- Aim -
Carry the piece on Wyllis Cooper's radio career forward from its final sentence.

- Extract -
——————————

This treasure comes from the creator of the late night drama Light's Out, Wyllis Cooper. Cooper is credited by writer Arch Oboler as creating radio drama (as distinguished from stage drama.) Cooper's career was varied in the years before he turned to writing. Soon out of high school he joined the US Calvary, spending time on the Mexican border in 1917. He joined the Signal Corp and was gassed during WWI. Through the 1920's he wrote advertising copy before entering radio, writing scripts for the NBC program, The Empire Builders. In 1933 he created the series Lights Out. Originally written and directed by Cooper,Light's Outaired at midnight "to catch listener's attention at the witching hour." The show specialized in grisly horror, blood curdling acting, and menacing sound effects, although it was tamed down when the show went national. Cooper capitalized on his success, and left the show in 1936 (Oboler was his replacement.) Cooper moved to Hollywood and wrote screenplays for various studios, including the 1939 Son of Frankenstein, in which he introduced the character Ygor. In 1940 he moved to New York and wrote for The Campbell Playhouse, the sponsored continuation of Orson Welles Mercury Theatre on the Air. During WWII he produced and directed the weekly news and propaganda show The Army Hour for the Secretary of War. In 1947 he created what is considered his finest work, Quiet, Please.

——————————

- Records -
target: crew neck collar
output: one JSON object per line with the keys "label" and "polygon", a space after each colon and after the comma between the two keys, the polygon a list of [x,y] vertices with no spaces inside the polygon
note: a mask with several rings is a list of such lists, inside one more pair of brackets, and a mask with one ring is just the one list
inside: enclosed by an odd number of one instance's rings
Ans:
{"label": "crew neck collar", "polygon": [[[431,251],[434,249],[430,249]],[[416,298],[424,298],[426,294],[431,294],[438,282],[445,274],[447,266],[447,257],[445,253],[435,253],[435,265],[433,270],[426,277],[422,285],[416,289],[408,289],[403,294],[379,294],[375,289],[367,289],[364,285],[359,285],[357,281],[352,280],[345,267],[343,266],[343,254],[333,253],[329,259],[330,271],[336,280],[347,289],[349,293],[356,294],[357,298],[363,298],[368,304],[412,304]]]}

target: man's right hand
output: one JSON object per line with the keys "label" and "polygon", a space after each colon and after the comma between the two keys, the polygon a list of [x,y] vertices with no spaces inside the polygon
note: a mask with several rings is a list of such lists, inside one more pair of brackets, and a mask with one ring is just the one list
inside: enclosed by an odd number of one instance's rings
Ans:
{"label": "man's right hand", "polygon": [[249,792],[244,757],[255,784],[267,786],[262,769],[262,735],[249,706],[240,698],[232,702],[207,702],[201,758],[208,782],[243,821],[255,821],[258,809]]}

——————————

- Answer -
In the introduction to the broadcast, there is a call for Quiet, Please, repeated twice, followed by a lonely, funereal organ playing. Most of the story is told as a narrative, with little dialog. The featured actor, Ernest Chappell, is credited as "the man who spoke to you." Chappell did not play an action character; rather he would tell the listener a story, usually in the form of a flashback. He would be a retired oil man telling a story to the listener from his living room, or an old railroad worker whom the listener meets in the station. Always the listener is engaged because the story is being told directly to him, as though he were in the same room. Slowly, quietly, the listener is drawn into a world very similar to our own, but it is a world where an unseen, unknown terror is lurking very nearby. Chappell would usually portray a specialist of some type, an oil platform worker, a mountain climber, a soldier, a telegraph operator, and Cooper would pepper the stories with details of the job, further drawing the listener into the world they create.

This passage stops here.